WORK INSTRUCTIONS = Gather every line of the data below that contains the word "handrail". Copy each such line in full.

EXERCISE MATERIAL =
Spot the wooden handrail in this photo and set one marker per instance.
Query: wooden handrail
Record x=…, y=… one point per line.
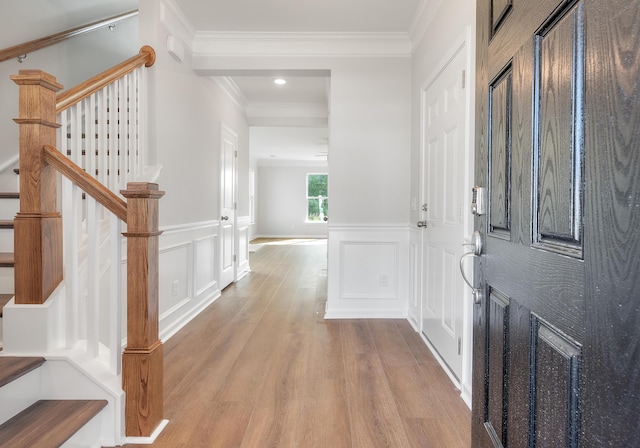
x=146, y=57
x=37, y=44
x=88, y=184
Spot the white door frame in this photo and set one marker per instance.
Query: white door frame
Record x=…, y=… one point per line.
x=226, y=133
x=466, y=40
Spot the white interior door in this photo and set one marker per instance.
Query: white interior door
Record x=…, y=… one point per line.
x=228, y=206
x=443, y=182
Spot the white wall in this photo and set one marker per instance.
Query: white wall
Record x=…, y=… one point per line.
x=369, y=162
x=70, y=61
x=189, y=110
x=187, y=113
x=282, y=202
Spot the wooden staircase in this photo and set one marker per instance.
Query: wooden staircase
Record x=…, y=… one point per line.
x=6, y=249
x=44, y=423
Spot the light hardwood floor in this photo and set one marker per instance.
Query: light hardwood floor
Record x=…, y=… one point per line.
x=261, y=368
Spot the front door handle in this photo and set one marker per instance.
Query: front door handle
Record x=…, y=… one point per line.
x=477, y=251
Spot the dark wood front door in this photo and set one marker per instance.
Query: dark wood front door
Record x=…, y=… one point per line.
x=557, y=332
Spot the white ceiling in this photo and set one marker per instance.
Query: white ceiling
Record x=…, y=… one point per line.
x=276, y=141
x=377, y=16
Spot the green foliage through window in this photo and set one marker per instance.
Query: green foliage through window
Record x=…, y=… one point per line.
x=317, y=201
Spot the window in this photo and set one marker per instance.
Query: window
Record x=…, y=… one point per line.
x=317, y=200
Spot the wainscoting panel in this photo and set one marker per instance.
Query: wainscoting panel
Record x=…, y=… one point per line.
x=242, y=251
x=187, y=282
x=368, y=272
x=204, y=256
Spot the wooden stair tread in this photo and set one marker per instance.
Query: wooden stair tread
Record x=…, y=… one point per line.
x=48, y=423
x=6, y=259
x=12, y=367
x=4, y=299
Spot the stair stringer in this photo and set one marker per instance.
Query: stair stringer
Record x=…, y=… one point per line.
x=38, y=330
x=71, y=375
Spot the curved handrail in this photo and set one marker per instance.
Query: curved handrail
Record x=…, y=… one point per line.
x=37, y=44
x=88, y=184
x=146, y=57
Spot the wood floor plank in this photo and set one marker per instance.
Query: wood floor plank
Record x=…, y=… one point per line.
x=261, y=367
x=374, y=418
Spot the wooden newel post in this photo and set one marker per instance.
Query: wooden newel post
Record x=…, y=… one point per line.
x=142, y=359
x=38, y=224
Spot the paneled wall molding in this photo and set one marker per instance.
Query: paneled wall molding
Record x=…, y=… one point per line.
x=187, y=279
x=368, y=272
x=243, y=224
==
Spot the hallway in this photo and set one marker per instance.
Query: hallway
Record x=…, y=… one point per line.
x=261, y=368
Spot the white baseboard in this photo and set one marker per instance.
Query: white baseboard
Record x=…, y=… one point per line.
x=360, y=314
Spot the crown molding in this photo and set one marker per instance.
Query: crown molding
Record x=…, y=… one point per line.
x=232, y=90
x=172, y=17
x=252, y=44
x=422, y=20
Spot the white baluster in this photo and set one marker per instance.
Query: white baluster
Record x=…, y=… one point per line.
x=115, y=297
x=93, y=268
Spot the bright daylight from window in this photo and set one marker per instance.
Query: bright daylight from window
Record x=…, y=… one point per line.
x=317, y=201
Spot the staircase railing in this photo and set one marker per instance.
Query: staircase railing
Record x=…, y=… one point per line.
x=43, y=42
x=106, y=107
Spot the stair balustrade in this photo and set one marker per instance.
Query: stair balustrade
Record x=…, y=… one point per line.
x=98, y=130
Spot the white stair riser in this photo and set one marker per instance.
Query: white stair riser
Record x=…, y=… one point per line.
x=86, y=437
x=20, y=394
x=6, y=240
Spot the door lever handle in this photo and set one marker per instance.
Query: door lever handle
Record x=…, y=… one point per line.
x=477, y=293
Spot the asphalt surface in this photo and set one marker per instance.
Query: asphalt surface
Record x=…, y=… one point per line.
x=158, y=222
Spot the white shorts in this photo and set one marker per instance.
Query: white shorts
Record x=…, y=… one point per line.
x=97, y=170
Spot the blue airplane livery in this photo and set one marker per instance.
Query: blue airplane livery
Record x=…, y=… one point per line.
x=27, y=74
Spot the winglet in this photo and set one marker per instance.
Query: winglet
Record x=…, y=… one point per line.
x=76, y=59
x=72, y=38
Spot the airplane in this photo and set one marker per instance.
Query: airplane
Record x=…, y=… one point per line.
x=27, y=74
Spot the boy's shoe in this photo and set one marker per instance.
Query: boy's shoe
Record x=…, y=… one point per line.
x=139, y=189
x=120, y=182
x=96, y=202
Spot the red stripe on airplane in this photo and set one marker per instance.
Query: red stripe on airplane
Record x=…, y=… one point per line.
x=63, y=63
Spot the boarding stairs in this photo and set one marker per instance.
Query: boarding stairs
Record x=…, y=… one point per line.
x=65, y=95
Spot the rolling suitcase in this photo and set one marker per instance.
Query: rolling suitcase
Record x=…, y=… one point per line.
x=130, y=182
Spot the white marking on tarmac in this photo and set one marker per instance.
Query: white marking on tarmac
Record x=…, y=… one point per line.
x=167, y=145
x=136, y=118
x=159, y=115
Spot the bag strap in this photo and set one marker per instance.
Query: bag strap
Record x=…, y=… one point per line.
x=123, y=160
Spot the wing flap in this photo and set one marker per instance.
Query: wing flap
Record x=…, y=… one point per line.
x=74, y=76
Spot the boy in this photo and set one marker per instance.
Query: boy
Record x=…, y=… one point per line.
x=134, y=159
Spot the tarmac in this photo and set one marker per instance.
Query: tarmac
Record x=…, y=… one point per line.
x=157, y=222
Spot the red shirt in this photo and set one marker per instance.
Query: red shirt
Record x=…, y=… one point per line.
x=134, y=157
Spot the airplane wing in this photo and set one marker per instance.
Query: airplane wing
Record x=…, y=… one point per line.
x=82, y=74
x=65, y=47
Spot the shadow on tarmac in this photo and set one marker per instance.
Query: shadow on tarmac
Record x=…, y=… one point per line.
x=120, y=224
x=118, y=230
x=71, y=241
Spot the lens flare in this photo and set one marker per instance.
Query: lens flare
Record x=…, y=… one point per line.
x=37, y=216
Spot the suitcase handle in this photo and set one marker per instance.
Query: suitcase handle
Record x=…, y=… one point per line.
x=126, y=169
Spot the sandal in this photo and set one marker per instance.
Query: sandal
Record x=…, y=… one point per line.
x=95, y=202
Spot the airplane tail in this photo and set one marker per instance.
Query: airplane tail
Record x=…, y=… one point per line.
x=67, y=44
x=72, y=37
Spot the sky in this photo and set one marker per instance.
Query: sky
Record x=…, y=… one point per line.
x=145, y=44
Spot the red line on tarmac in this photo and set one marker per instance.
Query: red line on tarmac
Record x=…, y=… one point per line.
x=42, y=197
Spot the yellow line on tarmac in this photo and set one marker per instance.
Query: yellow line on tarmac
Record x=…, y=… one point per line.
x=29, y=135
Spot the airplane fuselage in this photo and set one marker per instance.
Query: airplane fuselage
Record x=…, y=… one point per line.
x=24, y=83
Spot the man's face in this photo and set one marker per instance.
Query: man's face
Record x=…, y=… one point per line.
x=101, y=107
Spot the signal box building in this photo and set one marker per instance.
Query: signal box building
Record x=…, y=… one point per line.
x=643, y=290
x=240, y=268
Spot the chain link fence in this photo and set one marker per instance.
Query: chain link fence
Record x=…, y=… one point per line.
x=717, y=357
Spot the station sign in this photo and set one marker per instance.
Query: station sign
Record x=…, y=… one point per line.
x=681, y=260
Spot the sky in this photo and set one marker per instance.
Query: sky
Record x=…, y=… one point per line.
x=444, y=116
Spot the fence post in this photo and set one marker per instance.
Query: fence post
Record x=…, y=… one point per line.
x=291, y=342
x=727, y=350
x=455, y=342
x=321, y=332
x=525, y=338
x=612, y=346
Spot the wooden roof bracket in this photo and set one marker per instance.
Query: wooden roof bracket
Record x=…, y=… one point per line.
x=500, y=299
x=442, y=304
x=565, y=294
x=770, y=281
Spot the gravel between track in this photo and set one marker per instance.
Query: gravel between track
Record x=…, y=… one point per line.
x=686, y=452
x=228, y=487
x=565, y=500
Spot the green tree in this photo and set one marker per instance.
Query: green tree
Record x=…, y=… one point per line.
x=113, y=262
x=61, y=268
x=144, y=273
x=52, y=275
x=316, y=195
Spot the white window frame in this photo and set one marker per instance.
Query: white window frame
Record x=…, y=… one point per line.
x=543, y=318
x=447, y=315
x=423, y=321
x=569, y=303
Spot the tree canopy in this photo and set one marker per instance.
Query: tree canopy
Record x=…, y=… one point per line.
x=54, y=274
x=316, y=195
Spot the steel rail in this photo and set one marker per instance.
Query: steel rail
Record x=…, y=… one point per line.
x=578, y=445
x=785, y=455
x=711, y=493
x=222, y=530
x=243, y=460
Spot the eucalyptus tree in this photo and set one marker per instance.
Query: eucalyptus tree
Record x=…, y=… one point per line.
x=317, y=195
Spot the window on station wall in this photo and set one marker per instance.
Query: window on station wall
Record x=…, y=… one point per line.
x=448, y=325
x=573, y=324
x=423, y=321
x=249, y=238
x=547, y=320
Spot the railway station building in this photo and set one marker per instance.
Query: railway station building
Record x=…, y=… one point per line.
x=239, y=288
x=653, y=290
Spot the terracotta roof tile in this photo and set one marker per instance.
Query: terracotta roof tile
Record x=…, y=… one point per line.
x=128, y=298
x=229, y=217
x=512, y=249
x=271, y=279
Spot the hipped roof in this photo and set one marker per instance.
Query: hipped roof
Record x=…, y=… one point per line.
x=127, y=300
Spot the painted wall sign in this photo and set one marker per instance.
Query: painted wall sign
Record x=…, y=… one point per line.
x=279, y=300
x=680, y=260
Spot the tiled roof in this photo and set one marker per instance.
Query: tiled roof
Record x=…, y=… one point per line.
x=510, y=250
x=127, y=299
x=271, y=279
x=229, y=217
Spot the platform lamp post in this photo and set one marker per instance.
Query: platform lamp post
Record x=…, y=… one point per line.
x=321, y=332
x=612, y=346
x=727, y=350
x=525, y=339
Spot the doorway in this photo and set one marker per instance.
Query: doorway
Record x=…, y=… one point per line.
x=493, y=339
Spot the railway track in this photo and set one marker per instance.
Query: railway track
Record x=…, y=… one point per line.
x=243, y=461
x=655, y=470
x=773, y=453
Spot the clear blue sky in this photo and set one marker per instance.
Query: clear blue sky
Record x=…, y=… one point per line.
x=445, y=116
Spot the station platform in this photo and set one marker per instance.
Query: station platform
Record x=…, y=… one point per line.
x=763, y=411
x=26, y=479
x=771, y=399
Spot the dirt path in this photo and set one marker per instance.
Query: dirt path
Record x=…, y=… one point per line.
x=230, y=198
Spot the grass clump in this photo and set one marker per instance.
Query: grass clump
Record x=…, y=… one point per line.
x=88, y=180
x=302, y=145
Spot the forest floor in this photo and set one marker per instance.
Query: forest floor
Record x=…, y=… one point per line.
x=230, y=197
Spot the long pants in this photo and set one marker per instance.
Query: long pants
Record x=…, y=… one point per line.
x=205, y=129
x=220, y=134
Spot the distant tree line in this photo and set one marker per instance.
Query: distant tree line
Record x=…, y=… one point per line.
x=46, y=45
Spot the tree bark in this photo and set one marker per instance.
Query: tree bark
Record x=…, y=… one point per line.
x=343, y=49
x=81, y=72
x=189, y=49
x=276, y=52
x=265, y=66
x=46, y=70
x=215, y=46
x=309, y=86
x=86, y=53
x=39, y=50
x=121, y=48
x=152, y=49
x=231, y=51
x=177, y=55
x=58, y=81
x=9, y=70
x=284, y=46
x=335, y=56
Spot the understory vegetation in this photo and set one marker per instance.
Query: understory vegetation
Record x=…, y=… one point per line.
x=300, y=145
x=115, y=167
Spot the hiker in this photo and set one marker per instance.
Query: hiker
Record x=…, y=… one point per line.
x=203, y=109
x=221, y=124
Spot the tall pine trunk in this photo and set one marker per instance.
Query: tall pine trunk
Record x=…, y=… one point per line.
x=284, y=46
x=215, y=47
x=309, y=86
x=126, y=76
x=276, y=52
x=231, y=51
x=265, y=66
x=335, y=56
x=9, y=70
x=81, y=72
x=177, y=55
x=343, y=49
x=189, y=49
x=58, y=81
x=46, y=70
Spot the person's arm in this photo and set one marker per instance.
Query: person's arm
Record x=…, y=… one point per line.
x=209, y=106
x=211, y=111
---
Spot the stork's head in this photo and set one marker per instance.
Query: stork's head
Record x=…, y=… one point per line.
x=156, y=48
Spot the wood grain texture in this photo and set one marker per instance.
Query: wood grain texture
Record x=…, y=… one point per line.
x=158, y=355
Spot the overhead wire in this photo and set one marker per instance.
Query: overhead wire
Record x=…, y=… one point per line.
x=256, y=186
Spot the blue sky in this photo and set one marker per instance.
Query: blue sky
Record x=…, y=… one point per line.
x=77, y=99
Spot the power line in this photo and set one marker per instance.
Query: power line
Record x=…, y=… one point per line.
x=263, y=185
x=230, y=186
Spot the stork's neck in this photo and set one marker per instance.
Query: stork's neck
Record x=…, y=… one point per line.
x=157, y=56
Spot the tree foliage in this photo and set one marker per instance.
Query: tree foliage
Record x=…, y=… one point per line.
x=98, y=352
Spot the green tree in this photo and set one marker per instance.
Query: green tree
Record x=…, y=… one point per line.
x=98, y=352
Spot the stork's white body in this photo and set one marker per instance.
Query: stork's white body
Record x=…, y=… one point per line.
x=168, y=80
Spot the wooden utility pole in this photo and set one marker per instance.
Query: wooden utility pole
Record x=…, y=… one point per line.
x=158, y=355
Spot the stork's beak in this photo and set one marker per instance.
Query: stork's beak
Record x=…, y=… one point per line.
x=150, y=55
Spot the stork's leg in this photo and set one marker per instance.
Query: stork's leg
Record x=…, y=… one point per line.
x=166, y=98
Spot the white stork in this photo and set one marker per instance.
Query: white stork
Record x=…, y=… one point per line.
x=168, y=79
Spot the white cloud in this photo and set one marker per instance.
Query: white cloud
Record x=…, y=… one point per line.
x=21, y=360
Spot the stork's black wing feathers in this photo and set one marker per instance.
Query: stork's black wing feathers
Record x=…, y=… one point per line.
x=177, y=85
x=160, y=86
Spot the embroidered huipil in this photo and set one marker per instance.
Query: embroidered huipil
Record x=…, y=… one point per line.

WRITTEN ANSWER =
Spot the wooden handrail in this photo and set one marker per instance.
Query: wooden handrail
Spot the curved handrail in this photo and set one marker per instance.
Query: curved handrail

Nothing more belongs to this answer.